■ Reading text
--- START ---

She started praying and I interjected, "Thank you God for saving us!" She stopped me and said, "Right now is not the time to pray. We can pray later. We need to get out of the car." I collected all the necessary belongings and placed them in a Walmart bag. That is, after I found my shoes.


We crawled out and heard a man's voice asking if we are all right. Steph answered "I think so. I don't feel hurt, but I need to call my dad."

I looked at the flipped car and thought, "There is no way we just made it out of there alive. No way."
The man's phone didn't get signal in the spot where we were. He told us we needed to call the police.
A county water utility truck stopped and the couple both had cell phones. The man used his to call the police and the woman let Stephanie use hers to call dad.

The couple from the water utility backed up and sat farther down the road with their flashers on. Dad would be at the crash site in roughly thirty minutes. The man who had first stopped told us, "Why don't you come and sit in my car where it's warm?"

We numbly got in. It was a good thing we did because I was starting to slip into shock.

Aaron was the man who let us sit in his car and he told us some of his crashing experiences. He didn't even live in the area. The only reason he had been down here was to get his birth certificate for a job in another city where he lives. We told him that God had orchestrated the timing perfectly.

The first volunteer policeman got there and we got out. He asked skeptically if we were the ones who had been in the car wreck and if we were hurt. Steph told him, "I don't think so. I don't feel hurt. I'm just shook up."

The policeman shined a flashlight in her eyes and asked, "Are you sure?" She reassured him.

Dad showed up along with more policemen. We went through the whole process of registering the car and all that. Nobody could believe that we were the two who had been in the car wreck.

Those tables I mentioned that we had put in the trunk? I shudder to think what could have happened if they had been in the back seat!

--- END ---

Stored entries
--- START ---

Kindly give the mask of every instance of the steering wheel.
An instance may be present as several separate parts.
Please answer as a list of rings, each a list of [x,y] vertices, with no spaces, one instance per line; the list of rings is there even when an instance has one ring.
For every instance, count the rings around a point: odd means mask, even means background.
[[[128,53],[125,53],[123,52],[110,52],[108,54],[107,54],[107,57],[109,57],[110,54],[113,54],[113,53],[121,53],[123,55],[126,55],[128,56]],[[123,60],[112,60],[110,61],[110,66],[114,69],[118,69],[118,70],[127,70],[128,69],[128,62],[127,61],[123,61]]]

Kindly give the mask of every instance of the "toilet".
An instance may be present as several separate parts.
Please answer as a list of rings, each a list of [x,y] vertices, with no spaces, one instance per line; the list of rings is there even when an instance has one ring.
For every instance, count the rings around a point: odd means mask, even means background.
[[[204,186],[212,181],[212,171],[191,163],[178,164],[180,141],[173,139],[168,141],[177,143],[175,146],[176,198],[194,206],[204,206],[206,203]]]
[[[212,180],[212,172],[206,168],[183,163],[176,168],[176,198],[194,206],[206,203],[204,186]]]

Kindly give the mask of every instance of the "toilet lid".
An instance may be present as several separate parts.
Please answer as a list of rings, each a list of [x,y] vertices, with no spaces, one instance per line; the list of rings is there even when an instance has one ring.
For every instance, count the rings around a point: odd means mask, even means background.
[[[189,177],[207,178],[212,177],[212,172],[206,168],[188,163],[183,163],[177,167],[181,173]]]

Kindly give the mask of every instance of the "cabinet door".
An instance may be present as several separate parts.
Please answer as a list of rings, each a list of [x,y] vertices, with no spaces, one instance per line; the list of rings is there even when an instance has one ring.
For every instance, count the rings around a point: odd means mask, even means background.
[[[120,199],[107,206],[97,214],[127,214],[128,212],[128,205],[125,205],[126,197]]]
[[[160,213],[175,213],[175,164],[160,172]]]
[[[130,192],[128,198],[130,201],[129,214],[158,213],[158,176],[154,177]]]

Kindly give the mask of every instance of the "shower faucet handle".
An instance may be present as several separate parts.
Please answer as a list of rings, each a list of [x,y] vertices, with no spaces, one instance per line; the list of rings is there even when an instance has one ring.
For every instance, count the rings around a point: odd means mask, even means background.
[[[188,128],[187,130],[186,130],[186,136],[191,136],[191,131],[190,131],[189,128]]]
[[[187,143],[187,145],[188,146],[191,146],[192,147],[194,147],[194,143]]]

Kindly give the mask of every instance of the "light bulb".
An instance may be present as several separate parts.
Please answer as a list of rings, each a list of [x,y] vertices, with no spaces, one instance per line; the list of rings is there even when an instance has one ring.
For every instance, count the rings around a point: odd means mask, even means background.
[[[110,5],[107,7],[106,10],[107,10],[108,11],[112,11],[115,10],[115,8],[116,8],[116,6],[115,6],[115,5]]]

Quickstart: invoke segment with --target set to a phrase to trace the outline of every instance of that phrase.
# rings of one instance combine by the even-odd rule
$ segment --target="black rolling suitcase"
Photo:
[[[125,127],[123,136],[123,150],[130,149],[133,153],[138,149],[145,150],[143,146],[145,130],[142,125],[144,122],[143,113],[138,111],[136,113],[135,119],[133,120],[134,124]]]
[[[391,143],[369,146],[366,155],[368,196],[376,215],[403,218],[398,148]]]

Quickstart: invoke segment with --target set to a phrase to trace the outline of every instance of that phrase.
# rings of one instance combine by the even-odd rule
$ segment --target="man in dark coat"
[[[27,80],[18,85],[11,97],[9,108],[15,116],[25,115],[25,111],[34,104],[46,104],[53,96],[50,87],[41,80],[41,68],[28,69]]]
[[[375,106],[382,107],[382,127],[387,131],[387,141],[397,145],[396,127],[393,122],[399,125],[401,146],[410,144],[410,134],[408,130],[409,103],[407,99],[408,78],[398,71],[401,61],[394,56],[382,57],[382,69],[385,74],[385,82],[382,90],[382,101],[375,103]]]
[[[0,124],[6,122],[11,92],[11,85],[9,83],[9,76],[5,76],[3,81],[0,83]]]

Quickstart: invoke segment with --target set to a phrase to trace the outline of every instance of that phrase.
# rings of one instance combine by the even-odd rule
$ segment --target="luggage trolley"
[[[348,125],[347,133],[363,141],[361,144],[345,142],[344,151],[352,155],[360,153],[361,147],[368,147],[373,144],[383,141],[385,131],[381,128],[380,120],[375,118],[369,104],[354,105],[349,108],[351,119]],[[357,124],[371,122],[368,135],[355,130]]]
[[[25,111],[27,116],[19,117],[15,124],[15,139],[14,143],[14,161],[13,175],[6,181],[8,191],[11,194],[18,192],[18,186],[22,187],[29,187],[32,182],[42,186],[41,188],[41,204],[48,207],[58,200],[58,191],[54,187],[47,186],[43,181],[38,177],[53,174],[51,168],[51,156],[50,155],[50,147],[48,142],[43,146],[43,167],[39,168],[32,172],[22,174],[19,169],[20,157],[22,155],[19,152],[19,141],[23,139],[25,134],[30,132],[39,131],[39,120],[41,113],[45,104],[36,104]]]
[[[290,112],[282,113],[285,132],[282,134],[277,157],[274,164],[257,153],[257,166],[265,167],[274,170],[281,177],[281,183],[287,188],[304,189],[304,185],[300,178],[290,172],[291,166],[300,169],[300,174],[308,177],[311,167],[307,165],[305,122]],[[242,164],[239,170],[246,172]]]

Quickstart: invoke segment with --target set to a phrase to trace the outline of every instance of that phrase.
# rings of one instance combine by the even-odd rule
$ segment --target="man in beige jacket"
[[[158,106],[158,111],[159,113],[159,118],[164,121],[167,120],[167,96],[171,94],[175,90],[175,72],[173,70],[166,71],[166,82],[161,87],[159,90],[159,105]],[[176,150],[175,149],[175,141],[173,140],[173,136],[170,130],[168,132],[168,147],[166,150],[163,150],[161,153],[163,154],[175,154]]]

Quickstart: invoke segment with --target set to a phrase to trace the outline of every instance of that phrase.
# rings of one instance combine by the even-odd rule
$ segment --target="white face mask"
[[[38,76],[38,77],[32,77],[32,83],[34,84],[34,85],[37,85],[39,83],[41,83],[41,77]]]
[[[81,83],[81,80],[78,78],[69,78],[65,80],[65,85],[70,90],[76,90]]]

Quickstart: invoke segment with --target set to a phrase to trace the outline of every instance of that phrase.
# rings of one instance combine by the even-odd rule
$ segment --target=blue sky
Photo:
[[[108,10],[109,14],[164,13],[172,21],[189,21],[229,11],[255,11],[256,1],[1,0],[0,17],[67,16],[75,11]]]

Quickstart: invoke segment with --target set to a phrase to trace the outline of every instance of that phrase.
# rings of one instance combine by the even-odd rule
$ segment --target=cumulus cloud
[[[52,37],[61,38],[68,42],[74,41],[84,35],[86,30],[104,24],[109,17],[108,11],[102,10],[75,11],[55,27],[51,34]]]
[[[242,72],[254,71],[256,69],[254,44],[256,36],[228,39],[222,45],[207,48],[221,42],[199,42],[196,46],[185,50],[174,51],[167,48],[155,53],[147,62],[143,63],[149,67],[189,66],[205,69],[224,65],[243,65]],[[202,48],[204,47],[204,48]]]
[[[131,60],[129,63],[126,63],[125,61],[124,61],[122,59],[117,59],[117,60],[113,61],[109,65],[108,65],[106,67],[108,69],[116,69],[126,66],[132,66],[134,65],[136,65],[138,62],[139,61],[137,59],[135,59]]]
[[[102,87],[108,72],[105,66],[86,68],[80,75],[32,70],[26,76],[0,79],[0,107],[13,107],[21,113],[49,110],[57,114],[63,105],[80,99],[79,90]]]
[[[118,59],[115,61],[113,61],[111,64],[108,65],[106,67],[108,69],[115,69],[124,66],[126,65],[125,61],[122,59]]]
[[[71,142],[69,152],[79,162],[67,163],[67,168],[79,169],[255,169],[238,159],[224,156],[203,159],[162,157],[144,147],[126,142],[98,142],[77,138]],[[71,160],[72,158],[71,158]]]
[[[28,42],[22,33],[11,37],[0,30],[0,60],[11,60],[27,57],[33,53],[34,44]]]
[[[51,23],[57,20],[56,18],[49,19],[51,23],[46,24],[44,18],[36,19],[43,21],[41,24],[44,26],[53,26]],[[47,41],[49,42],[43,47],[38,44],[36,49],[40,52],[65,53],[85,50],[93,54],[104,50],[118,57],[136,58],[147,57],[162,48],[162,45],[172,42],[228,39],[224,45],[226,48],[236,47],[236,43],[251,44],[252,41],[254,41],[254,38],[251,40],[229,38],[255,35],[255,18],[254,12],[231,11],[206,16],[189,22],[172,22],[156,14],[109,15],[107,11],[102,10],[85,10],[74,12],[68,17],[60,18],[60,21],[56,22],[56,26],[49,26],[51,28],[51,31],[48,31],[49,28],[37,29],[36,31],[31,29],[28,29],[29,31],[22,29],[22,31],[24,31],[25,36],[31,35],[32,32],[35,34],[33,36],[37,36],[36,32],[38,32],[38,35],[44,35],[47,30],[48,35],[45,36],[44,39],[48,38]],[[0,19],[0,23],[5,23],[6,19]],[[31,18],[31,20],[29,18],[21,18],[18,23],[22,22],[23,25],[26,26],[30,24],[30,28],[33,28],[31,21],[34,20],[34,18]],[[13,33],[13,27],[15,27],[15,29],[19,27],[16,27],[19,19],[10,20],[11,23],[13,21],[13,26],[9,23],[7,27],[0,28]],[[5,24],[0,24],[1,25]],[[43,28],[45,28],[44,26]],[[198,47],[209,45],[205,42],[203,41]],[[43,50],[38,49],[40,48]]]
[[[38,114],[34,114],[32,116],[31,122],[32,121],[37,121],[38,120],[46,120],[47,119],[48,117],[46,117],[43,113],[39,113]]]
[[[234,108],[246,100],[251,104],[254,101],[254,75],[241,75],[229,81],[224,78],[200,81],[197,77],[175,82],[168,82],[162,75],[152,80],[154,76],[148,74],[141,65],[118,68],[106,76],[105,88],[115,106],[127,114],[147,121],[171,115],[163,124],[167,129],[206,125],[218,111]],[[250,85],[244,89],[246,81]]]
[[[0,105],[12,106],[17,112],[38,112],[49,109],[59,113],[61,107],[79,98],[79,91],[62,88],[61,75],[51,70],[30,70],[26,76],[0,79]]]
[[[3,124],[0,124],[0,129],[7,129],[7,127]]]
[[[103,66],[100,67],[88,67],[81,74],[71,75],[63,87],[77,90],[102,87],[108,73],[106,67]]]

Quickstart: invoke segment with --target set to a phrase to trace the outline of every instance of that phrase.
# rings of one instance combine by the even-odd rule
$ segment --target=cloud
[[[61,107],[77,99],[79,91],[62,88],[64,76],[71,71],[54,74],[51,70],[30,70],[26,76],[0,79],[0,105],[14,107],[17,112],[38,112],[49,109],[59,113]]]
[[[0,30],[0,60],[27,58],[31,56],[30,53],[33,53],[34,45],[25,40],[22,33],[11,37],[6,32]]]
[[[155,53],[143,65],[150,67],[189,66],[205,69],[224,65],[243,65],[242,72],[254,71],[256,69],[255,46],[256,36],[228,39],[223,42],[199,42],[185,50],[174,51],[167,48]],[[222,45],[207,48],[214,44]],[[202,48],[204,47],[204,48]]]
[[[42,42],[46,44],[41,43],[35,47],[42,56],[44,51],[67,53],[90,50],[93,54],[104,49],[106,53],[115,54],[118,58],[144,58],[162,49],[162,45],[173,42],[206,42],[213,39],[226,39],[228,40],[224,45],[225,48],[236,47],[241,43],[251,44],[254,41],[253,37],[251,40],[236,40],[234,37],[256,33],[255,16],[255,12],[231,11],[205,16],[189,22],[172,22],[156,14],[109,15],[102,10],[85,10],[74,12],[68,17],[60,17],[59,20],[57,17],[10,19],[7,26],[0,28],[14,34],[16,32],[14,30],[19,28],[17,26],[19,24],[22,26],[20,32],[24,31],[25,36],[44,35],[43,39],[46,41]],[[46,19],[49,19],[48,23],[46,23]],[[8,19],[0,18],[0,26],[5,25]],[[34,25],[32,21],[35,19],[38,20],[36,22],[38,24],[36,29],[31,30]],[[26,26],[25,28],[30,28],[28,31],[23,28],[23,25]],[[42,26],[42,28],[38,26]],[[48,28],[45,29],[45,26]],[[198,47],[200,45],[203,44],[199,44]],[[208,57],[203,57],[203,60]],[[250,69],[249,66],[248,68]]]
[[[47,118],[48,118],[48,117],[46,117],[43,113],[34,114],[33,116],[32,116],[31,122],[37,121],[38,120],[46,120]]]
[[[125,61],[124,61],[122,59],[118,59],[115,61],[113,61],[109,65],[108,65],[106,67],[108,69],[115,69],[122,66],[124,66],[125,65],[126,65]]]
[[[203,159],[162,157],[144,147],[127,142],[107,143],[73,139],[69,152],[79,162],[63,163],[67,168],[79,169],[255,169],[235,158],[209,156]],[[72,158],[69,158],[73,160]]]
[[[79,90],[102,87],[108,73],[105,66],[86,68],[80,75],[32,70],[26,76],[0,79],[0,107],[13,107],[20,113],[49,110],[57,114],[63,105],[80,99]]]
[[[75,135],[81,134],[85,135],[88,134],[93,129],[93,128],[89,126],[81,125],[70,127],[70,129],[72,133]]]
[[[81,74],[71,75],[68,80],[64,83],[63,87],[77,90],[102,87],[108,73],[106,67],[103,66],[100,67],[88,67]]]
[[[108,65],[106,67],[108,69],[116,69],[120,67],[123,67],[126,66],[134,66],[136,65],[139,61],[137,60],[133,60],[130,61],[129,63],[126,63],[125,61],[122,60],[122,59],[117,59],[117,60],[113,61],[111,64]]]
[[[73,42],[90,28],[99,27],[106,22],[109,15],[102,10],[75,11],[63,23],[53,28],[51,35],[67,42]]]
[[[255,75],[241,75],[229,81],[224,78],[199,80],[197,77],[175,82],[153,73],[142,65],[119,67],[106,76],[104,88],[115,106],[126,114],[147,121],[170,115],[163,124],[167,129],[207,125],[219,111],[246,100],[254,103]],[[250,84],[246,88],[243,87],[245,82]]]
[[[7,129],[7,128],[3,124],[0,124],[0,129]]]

--- END ---

■ Task details
Decide whether each statement agrees with the car crash account: (a) The first man who stopped called the police on his own phone. (b) Dad was expected at the crash site in roughly thirty minutes. (c) Aaron lived in the area. Answer yes or no for each and quote the words from the account that decide it.

■ Exercise output
(a) No: "The man's phone didn't get signal in the spot where we were."
(b) Yes: "Dad would be at the crash site in roughly thirty minutes."
(c) No: "He didn't even live in the area."